What follows is a listing; restate every line of it word for word.

Excerpts of location labeling data:
..............................

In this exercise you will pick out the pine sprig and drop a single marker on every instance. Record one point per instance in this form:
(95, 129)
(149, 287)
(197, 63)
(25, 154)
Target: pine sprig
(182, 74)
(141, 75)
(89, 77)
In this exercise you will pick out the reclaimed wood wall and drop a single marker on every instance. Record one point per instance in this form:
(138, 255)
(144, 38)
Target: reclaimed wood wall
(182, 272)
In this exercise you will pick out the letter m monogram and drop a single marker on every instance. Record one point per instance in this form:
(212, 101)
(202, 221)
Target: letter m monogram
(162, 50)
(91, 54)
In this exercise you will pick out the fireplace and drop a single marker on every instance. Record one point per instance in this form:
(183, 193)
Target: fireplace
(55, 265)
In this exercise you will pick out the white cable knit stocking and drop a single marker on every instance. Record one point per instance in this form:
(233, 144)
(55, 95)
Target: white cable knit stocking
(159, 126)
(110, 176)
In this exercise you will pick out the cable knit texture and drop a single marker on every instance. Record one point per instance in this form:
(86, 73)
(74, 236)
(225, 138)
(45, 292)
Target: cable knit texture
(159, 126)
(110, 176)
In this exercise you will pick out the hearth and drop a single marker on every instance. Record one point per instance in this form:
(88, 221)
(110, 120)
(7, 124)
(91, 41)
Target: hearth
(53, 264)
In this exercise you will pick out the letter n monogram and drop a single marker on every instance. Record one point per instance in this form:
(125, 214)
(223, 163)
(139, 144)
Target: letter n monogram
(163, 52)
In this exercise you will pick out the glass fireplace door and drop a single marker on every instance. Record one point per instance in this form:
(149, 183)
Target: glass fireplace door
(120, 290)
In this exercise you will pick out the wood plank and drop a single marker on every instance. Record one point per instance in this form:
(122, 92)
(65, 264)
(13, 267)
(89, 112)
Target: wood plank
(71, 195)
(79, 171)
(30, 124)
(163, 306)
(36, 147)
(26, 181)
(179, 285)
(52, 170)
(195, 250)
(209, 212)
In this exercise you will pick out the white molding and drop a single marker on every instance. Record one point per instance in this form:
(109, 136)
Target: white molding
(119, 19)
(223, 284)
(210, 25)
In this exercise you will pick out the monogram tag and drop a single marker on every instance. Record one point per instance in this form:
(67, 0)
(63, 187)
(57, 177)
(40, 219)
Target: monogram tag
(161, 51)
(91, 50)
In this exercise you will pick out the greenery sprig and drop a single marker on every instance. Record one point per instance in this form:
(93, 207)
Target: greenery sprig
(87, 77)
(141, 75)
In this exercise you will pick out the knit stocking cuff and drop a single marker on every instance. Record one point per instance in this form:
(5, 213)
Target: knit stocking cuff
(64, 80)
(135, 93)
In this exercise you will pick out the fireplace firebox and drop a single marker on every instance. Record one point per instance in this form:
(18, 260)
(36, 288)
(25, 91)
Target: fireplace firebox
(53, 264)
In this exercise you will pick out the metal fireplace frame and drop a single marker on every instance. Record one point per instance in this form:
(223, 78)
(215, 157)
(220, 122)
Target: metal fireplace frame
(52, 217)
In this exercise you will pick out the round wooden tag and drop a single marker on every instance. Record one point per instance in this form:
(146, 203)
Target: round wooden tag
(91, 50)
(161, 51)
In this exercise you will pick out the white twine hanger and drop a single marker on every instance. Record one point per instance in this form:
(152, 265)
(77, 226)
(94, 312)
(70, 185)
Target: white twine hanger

..............................

**TASK RESULT**
In this exercise you will pick out the pine sprig and drop a single marker on every instance. Record one point per instance in this form:
(95, 129)
(149, 287)
(197, 63)
(25, 154)
Target: pine sprig
(182, 74)
(141, 75)
(89, 77)
In this exercise you will pick out the reclaimed wood wall and drop a single marker on every instance. Record one point per instance in this form:
(138, 255)
(144, 38)
Target: reclaimed wood wall
(182, 272)
In this exercise you will pick out the letter m monogram and drop a single marker on every instance. Record one point per instance in this form:
(212, 101)
(202, 221)
Target: letter m monogram
(162, 50)
(91, 54)
In this exercise you will pick out the fireplace and drop a single marker on every instance. Record one point per instance in this form:
(183, 193)
Target: fireplace
(55, 265)
In this exercise you will pick out the white cable knit stocking and drop a single marker on every instance. Record one point per instance in this form:
(233, 144)
(55, 95)
Target: white cable knit stocking
(159, 126)
(110, 176)
In this exercise you will pick out the cable knit texture and drop a single marker on every instance. Record one point per instance in this form:
(86, 73)
(74, 236)
(225, 138)
(45, 292)
Target: cable knit texture
(159, 126)
(110, 176)
In this exercise you will pick out the hearth and drop a single marker on every instance. Record one point per instance in this form:
(88, 221)
(110, 120)
(7, 124)
(91, 41)
Target: hearth
(53, 264)
In this exercise you will pick out the letter n monogram and drop a single marker on every instance. Record one point per instance in this form:
(125, 214)
(223, 163)
(139, 144)
Target: letter n monogram
(163, 52)
In this exercise you will pick out the glass fireplace door and drop a single marker on every instance. Record one point per instance in this form:
(149, 183)
Target: glass fireplace door
(120, 290)
In this exercise you will pick out the wood plank and drop a single marker on every instance. Record one point per instance in this form:
(122, 92)
(65, 264)
(13, 267)
(89, 112)
Target: wood plank
(71, 195)
(79, 171)
(30, 124)
(163, 306)
(36, 147)
(26, 181)
(179, 285)
(52, 170)
(195, 250)
(209, 212)
In this exercise you will pick out the white molding and drop a single marker on every instance. Record one point per instance in this form:
(109, 136)
Target: white molding
(119, 19)
(223, 284)
(210, 25)
In this exercise you will pick out the monogram tag and drop a single marker on every instance. Record one point per instance in this form:
(67, 0)
(63, 187)
(57, 177)
(40, 219)
Target: monogram tag
(161, 51)
(91, 50)
In this exercise you will pick out the greenery sprig and drop a single marker on every instance. Record one point per instance in this form:
(93, 207)
Target: greenery sprig
(87, 77)
(141, 75)
In this exercise you will pick out the knit stocking cuff and drop a single marker on every instance. Record one point per instance in this form:
(5, 213)
Target: knit stocking cuff
(64, 80)
(135, 93)
In this exercise you will pick out the fireplace firebox and drop a single marker on every instance. Record one point per instance in this form:
(18, 260)
(36, 288)
(25, 91)
Target: fireplace firebox
(53, 264)
In this exercise you will pick out the metal fireplace frame and drop a single marker on every instance. Record one point per instance in this form:
(223, 78)
(215, 157)
(220, 122)
Target: metal fireplace frame
(52, 217)
In this exercise you will pick out the round wooden tag and drop a single marker on every instance. Record one point per instance in this form:
(146, 203)
Target: round wooden tag
(91, 50)
(161, 51)
In this exercise you will pick out the white twine hanger and drop a single marker on every instance. Record one point per instance in this form:
(152, 265)
(77, 226)
(94, 312)
(70, 185)
Target: white twine hanger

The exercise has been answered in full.